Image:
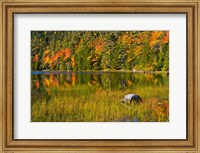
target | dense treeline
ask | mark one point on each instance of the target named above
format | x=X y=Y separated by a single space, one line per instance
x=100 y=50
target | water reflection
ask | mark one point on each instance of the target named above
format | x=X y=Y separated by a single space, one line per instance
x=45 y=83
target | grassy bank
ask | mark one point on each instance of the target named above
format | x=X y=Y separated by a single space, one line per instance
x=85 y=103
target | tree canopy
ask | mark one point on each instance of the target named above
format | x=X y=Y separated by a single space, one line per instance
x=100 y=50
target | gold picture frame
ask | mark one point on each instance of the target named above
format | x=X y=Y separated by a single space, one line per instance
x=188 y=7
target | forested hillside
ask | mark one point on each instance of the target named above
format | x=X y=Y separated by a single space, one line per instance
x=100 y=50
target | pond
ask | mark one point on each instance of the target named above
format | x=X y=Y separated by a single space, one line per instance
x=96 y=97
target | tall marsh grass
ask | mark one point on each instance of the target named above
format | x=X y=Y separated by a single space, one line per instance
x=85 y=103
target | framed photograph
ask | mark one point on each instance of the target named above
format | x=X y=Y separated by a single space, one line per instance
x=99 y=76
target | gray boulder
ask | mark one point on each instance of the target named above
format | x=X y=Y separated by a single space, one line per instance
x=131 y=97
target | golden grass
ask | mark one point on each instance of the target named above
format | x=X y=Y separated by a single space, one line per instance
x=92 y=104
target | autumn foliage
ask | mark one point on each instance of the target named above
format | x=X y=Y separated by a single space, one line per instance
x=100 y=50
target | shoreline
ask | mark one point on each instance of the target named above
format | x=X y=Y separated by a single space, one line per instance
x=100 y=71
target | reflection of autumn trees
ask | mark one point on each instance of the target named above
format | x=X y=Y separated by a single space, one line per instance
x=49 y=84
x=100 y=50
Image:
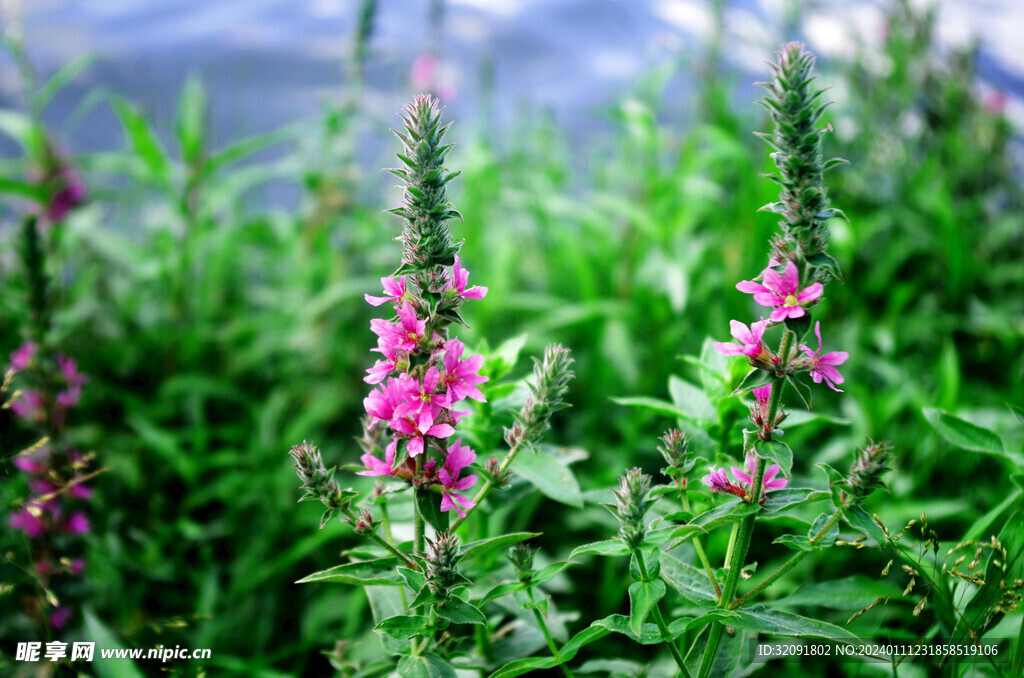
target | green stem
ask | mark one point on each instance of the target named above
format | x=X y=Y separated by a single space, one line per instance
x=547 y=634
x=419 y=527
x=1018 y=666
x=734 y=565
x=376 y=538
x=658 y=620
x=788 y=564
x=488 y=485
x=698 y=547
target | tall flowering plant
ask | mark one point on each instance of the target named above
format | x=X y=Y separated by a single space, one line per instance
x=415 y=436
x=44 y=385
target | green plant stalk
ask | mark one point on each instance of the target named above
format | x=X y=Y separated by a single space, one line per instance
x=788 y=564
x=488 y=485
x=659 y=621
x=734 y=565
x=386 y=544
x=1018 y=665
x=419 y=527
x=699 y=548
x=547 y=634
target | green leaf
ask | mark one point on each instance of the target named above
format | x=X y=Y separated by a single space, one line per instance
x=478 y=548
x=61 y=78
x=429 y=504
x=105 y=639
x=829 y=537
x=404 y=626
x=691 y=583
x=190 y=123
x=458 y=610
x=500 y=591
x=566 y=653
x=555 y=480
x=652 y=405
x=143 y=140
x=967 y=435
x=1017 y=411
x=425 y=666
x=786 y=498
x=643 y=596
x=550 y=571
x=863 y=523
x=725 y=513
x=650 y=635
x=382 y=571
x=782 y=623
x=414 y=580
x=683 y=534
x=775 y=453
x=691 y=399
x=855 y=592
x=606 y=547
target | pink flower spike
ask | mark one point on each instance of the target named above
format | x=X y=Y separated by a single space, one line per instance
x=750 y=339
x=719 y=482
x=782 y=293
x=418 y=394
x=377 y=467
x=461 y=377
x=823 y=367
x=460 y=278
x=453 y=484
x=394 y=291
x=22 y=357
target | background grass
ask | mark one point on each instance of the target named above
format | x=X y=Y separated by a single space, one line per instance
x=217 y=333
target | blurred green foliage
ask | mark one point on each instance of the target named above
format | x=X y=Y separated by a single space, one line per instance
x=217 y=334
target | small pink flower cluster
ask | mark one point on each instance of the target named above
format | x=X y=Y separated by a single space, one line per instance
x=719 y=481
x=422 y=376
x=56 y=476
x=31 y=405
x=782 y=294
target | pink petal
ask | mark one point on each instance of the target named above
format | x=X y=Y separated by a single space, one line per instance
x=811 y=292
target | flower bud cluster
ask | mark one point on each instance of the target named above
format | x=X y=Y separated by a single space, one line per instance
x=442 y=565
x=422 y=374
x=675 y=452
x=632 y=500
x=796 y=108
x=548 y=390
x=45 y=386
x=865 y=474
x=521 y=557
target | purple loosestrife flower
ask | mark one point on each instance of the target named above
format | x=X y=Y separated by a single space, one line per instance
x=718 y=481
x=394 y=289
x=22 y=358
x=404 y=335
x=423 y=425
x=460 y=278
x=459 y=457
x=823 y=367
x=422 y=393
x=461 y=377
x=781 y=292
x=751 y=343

----------------

(The problem)
Please set down the records above word for word and omit their pictures.

(Answer below)
Image:
target | dense treeline
ask | mark one point on each instance of the target named above
format | x=X y=Y separated by a single space, one line per instance
x=100 y=50
target | water reflection
ask | mark one point on each instance of the target named above
format | x=X y=Y separated by a single space, one line per instance
x=45 y=83
target | grassy bank
ask | mark one point on each instance of the target named above
format | x=X y=Y separated by a single space, one line per instance
x=85 y=103
target | tree canopy
ask | mark one point on each instance of the target named above
format | x=X y=Y separated by a single space, one line per instance
x=100 y=50
target | gold picture frame
ask | mark one point on each instance of the target named above
format | x=X y=Y separated by a single space, one line per instance
x=188 y=7
target | forested hillside
ask | mark one point on each instance of the target named above
format | x=X y=Y separated by a single space, one line per instance
x=100 y=50
target | pond
ask | mark one point on each instance of the target named above
format | x=X y=Y separated by a single space, one line per instance
x=96 y=97
target | tall marsh grass
ask | mark one point on each instance of the target named above
format | x=X y=Y separated by a single space, one line per instance
x=85 y=103
target | framed photograph
ask | mark one point on each instance of the target named above
format | x=X y=Y separated by a single space, one line per instance
x=99 y=76
target | gray boulder
ask | mark one point on each instance of the target named above
format | x=X y=Y separated by a single space, one line per instance
x=131 y=97
target | golden grass
ask | mark one point on each instance of the target named above
format | x=X y=Y separated by a single space, one line per instance
x=92 y=104
target | autumn foliage
ask | mark one point on each instance of the target named above
format | x=X y=Y separated by a single space, one line per instance
x=100 y=50
target | shoreline
ask | mark one point on each instance of the target named above
format | x=X y=Y separated by a single space, one line per instance
x=100 y=71
target | reflection of autumn trees
ask | mark one point on each instance of the target named above
format | x=X y=Y separated by a single space, one line per instance
x=49 y=84
x=100 y=50
Image:
target | green stem
ask | mark one point on each instance of the target named above
format | x=X y=Y separated by a single space, one line per instance
x=547 y=634
x=419 y=527
x=1018 y=666
x=734 y=565
x=376 y=538
x=658 y=620
x=788 y=564
x=488 y=485
x=698 y=547
target | tall flowering plant
ask | mark one point on each instance of the target named above
format | x=X y=Y separated by a single space, one line per instance
x=415 y=436
x=44 y=385
target | green plant stalk
ask | mark one point on each instance of the target named above
format | x=X y=Y separated by a single space, one line per instance
x=788 y=564
x=488 y=485
x=659 y=621
x=734 y=565
x=386 y=544
x=1018 y=665
x=419 y=527
x=699 y=548
x=547 y=634
target | green leaf
ask | mark one point on each instance of the target named above
format | x=X y=Y separated by a single space, one line per instance
x=478 y=548
x=61 y=78
x=429 y=504
x=105 y=639
x=829 y=537
x=404 y=626
x=691 y=583
x=190 y=123
x=458 y=610
x=500 y=591
x=566 y=653
x=555 y=480
x=652 y=405
x=143 y=140
x=967 y=435
x=1017 y=411
x=425 y=666
x=786 y=498
x=643 y=596
x=550 y=571
x=863 y=523
x=725 y=513
x=650 y=635
x=382 y=571
x=782 y=623
x=414 y=580
x=683 y=534
x=775 y=453
x=691 y=399
x=855 y=592
x=606 y=547
target | pink flower spike
ask | mark one point on each instance of the target named above
format | x=X y=Y separated by a single space, one line per instance
x=750 y=339
x=719 y=482
x=782 y=293
x=418 y=394
x=377 y=467
x=461 y=377
x=823 y=367
x=460 y=278
x=453 y=484
x=394 y=291
x=22 y=357
target | background grass
ask | mark one point on each instance of the target named above
format | x=X y=Y separated by a single space, one line per instance
x=217 y=333
target | blurred green foliage
ask | mark one point on each instance of the target named above
format | x=X y=Y separated by a single space, one line per instance
x=217 y=334
target | small pink flower cluster
ask | mark one point on each instance of the target named above
format | x=X y=Y separated by a single space, one line per instance
x=719 y=481
x=422 y=376
x=56 y=476
x=31 y=405
x=782 y=294
target | pink petal
ask | mark one point on each instance of the target named above
format | x=X y=Y separated by a single space, one line per instance
x=811 y=292
target | flower bud cluster
ask | mark one point on each instance of the target named above
format | x=X y=Y separated by a single space, one line per instance
x=442 y=565
x=422 y=374
x=675 y=452
x=632 y=500
x=796 y=108
x=548 y=390
x=45 y=386
x=865 y=474
x=521 y=557
target | purple loosestrife flower
ask | mark one point on each instance of the target named above
format | x=X y=Y separated by a single space, one line per instance
x=718 y=481
x=394 y=289
x=22 y=358
x=404 y=335
x=423 y=425
x=460 y=278
x=459 y=457
x=823 y=367
x=422 y=393
x=461 y=377
x=781 y=292
x=751 y=343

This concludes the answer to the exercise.